- _SELECTED EXCERPT_
The federal government doesn’t require states to report how many people receive services through Emergency Medicaid payments to hospitals.

Legal immigrants who’ve been in the United States less than five years aren’t eligible for regular Medicaid coverage, though states have the option of extending it to children and pregnant women.

Despite the surge in overall Medicaid spending in the past decade, Emergency Medicaid costs have been remarkably stable. A 2004 study by the Government Accountability Office that looked at data from the 10 states with the highest expected Emergency Medicaid costs reported $2 billion in spending. State officials say spending varies depending on immigration patterns and that during the economic slowdown, the number of illegal immigrants dropped.

The definition of emergency care and the scope of services available through the Medicaid programs vary by state. For example, in New York, Emergency Medicaid may be used to provide chemotherapy and radiation therapy to illegal immigrants. In New York, California and North Carolina, it may be used to provide outpatient dialysis to undocumented patients.

Other states have tried to narrow the definition of “emergency” to limit what’s covered. “Each state has its own interpretation,” said Jane Perkins, the legal director of the National Health Law Program, which advocates for the working poor.

- _GIVEN DATA_
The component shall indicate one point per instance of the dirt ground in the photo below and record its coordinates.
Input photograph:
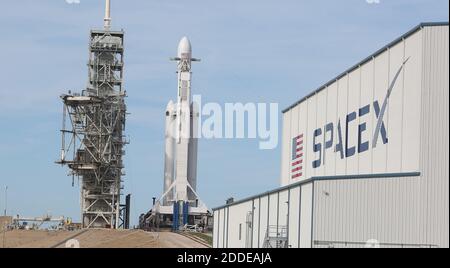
(96, 238)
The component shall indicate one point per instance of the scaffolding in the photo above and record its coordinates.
(93, 133)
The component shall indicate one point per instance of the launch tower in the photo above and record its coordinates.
(93, 131)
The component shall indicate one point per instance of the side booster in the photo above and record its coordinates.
(180, 169)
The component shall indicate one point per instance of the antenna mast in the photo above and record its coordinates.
(108, 15)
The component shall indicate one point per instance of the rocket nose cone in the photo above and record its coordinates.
(184, 48)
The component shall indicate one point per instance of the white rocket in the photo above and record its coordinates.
(180, 169)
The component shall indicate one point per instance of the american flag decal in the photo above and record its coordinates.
(297, 157)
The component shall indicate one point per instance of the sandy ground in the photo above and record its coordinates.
(97, 238)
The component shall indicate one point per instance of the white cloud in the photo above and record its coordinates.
(70, 2)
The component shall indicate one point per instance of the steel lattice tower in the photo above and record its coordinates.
(93, 130)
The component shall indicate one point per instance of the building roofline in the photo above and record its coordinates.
(377, 53)
(325, 178)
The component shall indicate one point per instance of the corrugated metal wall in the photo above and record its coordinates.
(348, 213)
(435, 135)
(356, 89)
(408, 211)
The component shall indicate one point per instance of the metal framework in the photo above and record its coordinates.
(93, 132)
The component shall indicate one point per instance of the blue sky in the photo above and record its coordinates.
(252, 51)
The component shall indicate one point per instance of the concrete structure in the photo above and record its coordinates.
(180, 203)
(93, 142)
(364, 158)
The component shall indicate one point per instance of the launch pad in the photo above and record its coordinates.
(93, 132)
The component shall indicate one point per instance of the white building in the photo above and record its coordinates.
(364, 158)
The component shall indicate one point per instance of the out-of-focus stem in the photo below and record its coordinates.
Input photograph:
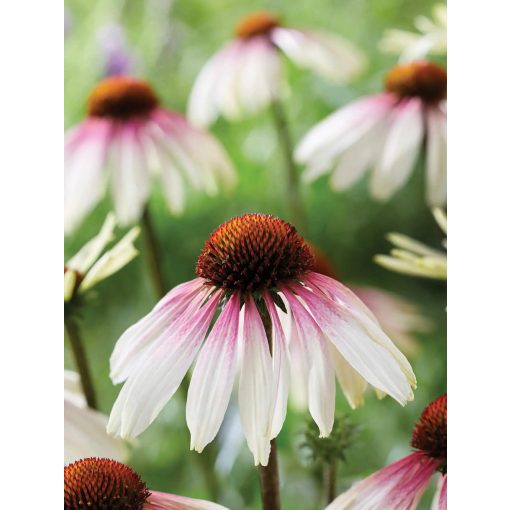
(80, 359)
(293, 192)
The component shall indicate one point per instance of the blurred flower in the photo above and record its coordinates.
(252, 269)
(385, 132)
(104, 483)
(84, 428)
(247, 73)
(118, 56)
(127, 126)
(401, 484)
(414, 258)
(87, 268)
(431, 38)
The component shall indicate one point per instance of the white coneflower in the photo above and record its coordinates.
(415, 258)
(251, 269)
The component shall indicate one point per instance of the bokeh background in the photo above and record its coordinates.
(170, 41)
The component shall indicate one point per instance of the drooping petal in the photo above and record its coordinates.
(213, 377)
(401, 150)
(138, 337)
(90, 251)
(397, 486)
(328, 54)
(163, 501)
(281, 371)
(436, 157)
(159, 372)
(256, 384)
(439, 502)
(353, 335)
(85, 150)
(321, 376)
(129, 173)
(327, 141)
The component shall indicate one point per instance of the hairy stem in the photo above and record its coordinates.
(152, 253)
(293, 193)
(80, 359)
(268, 475)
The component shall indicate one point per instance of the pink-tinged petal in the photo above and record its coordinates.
(321, 376)
(129, 173)
(398, 317)
(352, 383)
(327, 54)
(397, 486)
(159, 372)
(213, 377)
(281, 371)
(436, 157)
(403, 144)
(163, 501)
(439, 502)
(256, 384)
(323, 145)
(353, 335)
(138, 337)
(85, 149)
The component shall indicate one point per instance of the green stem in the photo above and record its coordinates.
(152, 253)
(268, 475)
(293, 192)
(330, 480)
(73, 333)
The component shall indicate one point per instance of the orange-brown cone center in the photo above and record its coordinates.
(102, 484)
(254, 252)
(429, 434)
(417, 79)
(121, 97)
(257, 23)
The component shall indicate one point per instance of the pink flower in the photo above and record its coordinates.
(256, 271)
(104, 483)
(247, 73)
(130, 134)
(385, 132)
(400, 485)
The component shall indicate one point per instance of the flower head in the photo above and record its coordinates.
(385, 133)
(97, 483)
(430, 40)
(128, 132)
(401, 484)
(256, 270)
(414, 258)
(88, 267)
(247, 73)
(84, 428)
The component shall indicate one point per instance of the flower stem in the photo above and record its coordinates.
(293, 193)
(330, 480)
(73, 333)
(268, 475)
(153, 258)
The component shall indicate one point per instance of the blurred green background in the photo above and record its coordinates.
(171, 41)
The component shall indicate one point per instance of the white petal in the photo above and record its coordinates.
(159, 373)
(130, 174)
(402, 147)
(281, 371)
(84, 177)
(164, 501)
(373, 361)
(256, 384)
(321, 376)
(436, 157)
(329, 55)
(213, 378)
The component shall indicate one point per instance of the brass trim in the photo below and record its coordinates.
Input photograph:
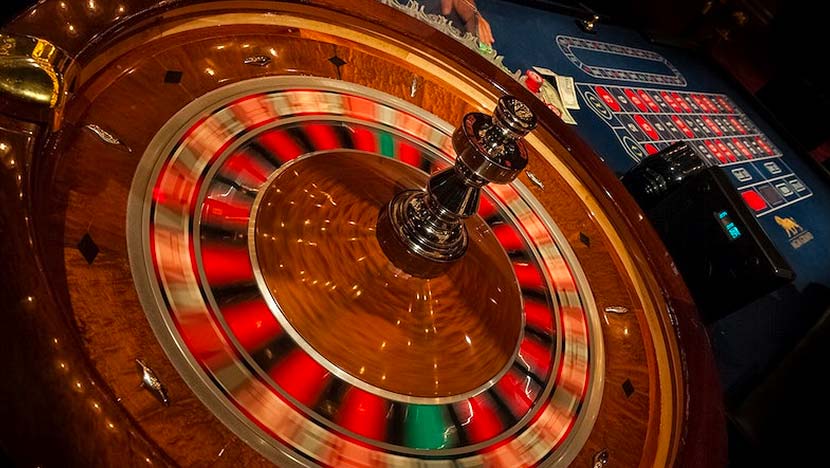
(33, 70)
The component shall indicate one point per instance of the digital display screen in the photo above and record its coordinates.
(729, 227)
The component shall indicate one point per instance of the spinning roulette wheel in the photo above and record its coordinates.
(199, 197)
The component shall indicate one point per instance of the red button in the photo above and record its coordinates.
(737, 124)
(713, 148)
(711, 124)
(725, 104)
(726, 151)
(632, 96)
(608, 99)
(712, 107)
(682, 102)
(753, 200)
(649, 101)
(742, 148)
(641, 121)
(670, 101)
(679, 123)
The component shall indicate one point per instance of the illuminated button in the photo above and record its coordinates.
(753, 200)
(608, 98)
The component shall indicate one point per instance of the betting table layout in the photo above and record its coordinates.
(637, 98)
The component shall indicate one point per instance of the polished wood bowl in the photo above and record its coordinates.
(73, 320)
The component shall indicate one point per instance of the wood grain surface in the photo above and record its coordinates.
(79, 186)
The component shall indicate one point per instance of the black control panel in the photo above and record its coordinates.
(719, 248)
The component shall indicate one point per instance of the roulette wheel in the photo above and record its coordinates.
(202, 268)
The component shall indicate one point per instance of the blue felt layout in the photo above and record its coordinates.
(792, 200)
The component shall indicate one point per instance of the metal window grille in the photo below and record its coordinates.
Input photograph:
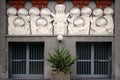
(94, 59)
(26, 59)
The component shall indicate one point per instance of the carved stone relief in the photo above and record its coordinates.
(74, 22)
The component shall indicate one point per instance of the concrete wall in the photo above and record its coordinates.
(68, 42)
(51, 42)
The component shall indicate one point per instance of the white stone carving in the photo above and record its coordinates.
(108, 14)
(25, 29)
(60, 20)
(100, 27)
(11, 12)
(34, 15)
(95, 29)
(80, 25)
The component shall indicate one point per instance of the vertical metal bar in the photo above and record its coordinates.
(27, 59)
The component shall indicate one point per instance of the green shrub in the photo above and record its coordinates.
(61, 60)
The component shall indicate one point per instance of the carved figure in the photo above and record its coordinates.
(97, 13)
(11, 12)
(25, 29)
(60, 20)
(108, 14)
(34, 15)
(86, 15)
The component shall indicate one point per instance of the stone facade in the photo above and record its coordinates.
(50, 42)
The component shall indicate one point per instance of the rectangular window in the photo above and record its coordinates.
(26, 59)
(94, 59)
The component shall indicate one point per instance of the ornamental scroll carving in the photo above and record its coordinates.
(84, 21)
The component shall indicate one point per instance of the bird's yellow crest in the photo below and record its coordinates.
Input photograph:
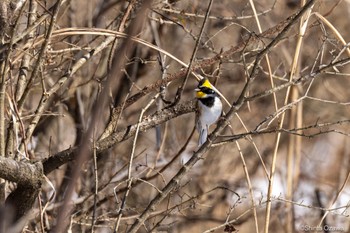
(203, 83)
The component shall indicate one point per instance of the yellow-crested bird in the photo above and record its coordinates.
(209, 108)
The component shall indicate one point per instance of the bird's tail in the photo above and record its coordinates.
(203, 134)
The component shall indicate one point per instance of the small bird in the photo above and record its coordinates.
(209, 108)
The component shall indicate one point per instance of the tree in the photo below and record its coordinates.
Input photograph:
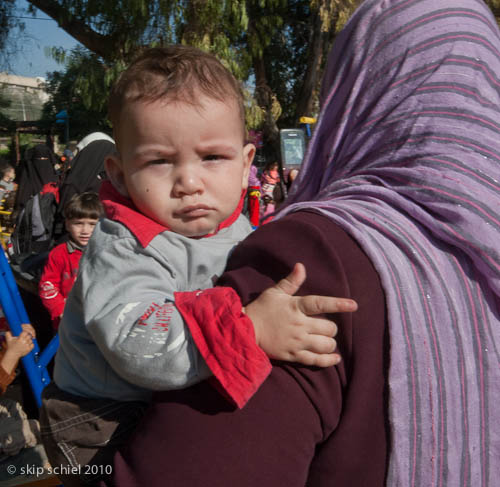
(278, 47)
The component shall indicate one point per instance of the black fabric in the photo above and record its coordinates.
(34, 172)
(86, 173)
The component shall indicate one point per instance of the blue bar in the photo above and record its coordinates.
(34, 365)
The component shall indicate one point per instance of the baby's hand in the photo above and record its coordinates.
(285, 326)
(21, 345)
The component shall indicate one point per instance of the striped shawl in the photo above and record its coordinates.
(406, 158)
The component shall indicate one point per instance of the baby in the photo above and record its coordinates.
(143, 314)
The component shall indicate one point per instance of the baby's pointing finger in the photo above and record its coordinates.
(322, 326)
(314, 305)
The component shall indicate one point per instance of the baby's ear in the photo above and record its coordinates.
(114, 169)
(248, 155)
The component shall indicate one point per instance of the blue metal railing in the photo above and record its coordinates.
(35, 363)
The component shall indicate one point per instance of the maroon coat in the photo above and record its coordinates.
(304, 426)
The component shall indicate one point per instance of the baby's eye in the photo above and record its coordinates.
(213, 157)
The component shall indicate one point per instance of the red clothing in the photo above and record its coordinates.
(57, 279)
(253, 205)
(304, 426)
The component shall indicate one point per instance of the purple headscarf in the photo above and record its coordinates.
(406, 158)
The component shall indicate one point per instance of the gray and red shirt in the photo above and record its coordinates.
(141, 316)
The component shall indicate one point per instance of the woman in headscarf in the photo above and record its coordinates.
(396, 206)
(35, 171)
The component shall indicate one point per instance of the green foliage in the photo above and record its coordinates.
(81, 90)
(265, 43)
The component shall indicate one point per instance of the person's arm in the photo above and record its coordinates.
(15, 348)
(49, 287)
(132, 313)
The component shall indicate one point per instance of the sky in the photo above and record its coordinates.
(32, 60)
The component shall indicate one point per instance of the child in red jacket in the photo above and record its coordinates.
(81, 216)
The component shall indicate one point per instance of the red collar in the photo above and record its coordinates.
(121, 209)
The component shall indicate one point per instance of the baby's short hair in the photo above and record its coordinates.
(177, 72)
(84, 205)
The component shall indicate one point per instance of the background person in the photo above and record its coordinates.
(396, 206)
(81, 213)
(136, 318)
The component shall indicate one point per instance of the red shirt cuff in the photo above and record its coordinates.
(225, 337)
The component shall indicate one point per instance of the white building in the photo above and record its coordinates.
(26, 97)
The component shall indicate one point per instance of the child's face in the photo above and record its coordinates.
(80, 229)
(9, 175)
(183, 165)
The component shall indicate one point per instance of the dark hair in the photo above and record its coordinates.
(84, 205)
(4, 167)
(175, 72)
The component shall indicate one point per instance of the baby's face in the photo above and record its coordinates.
(183, 165)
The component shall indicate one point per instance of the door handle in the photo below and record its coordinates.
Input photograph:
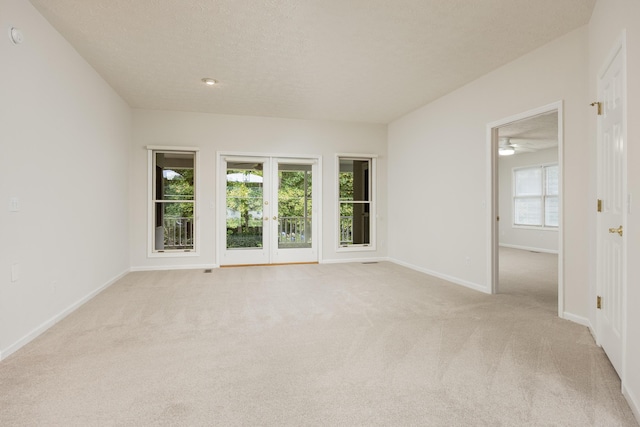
(616, 230)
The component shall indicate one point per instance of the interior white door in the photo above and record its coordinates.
(268, 214)
(611, 219)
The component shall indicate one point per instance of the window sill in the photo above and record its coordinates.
(356, 248)
(533, 227)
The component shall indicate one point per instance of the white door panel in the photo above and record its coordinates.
(611, 219)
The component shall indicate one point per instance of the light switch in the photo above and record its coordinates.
(14, 272)
(14, 204)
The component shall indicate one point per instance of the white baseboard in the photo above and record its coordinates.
(455, 280)
(529, 248)
(633, 402)
(58, 317)
(346, 260)
(174, 267)
(579, 320)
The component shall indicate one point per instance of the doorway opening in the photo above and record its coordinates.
(525, 156)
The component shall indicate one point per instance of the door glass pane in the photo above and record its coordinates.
(355, 202)
(174, 199)
(294, 206)
(244, 205)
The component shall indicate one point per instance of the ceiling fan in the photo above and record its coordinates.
(507, 147)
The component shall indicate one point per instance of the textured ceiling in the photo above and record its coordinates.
(531, 134)
(353, 60)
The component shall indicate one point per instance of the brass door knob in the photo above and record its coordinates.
(616, 230)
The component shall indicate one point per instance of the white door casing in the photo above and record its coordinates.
(612, 177)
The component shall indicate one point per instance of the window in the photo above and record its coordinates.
(356, 216)
(535, 199)
(173, 201)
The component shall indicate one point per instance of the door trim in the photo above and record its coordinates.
(492, 189)
(220, 194)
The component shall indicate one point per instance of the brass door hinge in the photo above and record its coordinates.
(599, 104)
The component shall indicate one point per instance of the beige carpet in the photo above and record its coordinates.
(348, 344)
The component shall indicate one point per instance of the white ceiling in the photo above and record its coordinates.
(353, 60)
(531, 134)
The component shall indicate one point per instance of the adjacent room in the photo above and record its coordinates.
(297, 213)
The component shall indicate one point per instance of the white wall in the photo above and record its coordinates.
(518, 237)
(609, 18)
(438, 168)
(212, 133)
(64, 137)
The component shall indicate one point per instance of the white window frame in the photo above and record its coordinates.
(176, 253)
(543, 198)
(373, 191)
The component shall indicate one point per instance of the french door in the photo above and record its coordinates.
(268, 210)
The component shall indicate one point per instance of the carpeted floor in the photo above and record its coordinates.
(344, 344)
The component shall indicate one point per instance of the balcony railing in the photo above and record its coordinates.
(346, 230)
(294, 230)
(178, 232)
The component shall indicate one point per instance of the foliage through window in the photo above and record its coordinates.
(173, 201)
(535, 199)
(355, 211)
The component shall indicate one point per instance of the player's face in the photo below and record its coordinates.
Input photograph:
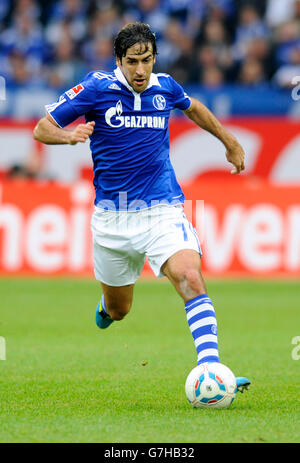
(137, 65)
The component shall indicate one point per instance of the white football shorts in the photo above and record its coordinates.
(122, 240)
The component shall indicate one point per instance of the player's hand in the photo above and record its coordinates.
(81, 133)
(235, 154)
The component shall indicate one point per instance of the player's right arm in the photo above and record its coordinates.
(48, 131)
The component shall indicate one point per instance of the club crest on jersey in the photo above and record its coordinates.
(115, 118)
(114, 86)
(159, 102)
(74, 91)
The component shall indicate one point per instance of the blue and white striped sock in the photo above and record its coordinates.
(202, 321)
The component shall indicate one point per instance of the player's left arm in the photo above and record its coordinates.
(204, 118)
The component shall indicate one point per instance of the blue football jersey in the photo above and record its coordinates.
(130, 142)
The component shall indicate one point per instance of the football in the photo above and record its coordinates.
(210, 385)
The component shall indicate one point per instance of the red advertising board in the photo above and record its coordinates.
(248, 224)
(245, 227)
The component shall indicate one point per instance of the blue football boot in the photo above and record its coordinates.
(242, 383)
(103, 320)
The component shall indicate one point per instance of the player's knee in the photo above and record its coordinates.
(190, 281)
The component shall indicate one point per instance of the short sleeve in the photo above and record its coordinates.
(74, 103)
(181, 99)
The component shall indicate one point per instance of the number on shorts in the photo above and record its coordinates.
(182, 226)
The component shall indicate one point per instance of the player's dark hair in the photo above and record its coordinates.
(131, 34)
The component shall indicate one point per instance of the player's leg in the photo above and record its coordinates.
(117, 265)
(183, 269)
(115, 303)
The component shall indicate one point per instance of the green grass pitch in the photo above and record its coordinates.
(64, 380)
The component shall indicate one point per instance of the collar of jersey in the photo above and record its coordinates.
(121, 78)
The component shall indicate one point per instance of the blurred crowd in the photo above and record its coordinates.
(212, 43)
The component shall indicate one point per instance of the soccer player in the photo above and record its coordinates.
(138, 202)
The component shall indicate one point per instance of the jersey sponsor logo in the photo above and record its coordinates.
(159, 102)
(74, 91)
(114, 118)
(53, 106)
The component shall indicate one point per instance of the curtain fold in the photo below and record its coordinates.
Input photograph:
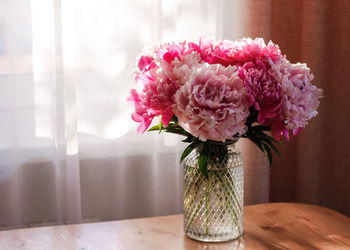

- _EXERCISE_
Answer these questions from the Emergency Medicaid text:
(a) How many states did the 2004 Government Accountability Office study look at?
(b) In which states may Emergency Medicaid cover outpatient dialysis for undocumented patients?
(c) Who is the legal director of the National Health Law Program?

- _RESULT FOR THIS TASK_
(a) 10 states
(b) New York, California and North Carolina
(c) Jane Perkins